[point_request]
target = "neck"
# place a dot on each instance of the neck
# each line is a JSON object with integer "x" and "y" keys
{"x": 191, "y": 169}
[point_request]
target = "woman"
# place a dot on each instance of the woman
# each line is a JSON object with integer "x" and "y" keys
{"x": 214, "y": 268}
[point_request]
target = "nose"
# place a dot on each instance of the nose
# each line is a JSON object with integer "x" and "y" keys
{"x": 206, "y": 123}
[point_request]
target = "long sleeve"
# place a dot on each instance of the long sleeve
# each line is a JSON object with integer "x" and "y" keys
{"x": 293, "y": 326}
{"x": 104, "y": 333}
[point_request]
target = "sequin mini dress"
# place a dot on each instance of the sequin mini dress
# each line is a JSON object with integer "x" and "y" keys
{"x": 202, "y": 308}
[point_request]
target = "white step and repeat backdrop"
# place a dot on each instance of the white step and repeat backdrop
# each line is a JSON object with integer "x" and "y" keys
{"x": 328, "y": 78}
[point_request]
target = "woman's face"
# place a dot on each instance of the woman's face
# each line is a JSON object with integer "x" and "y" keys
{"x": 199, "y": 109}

----------

- Task goal -
Every entry is to be printed exactly as given.

- Output for this exercise -
[point_request]
target = "neck"
# place a dot on each instance of the neck
# each line is a JSON object with integer "x" and "y" keys
{"x": 191, "y": 169}
[point_request]
target = "woman"
# place a dot on each instance of the woman
# each line is a JSON object with integer "x" and "y" keys
{"x": 214, "y": 268}
[point_request]
target = "nose"
# place a dot on each instance of the nose
# each line is a JSON object with integer "x" and "y" keys
{"x": 206, "y": 123}
[point_request]
target = "long sleeve"
# place a dot on each instance of the long sleeve
# each line is a JSON object with integer "x" and "y" keys
{"x": 293, "y": 326}
{"x": 104, "y": 333}
[point_request]
target = "sequin mini dress"
# place a dot on each instance of the sequin mini dress
# each line is a JSON object with integer "x" and "y" keys
{"x": 202, "y": 308}
[point_request]
target = "white step and repeat backdrop"
# place a dot on each instance of the white step and repeat backdrop
# each line is a JSON object with integer "x" and "y" keys
{"x": 328, "y": 78}
[point_request]
target = "woman's face"
# place a dot on each instance of the woman's face
# each line is a JSON object with integer "x" and "y" keys
{"x": 199, "y": 109}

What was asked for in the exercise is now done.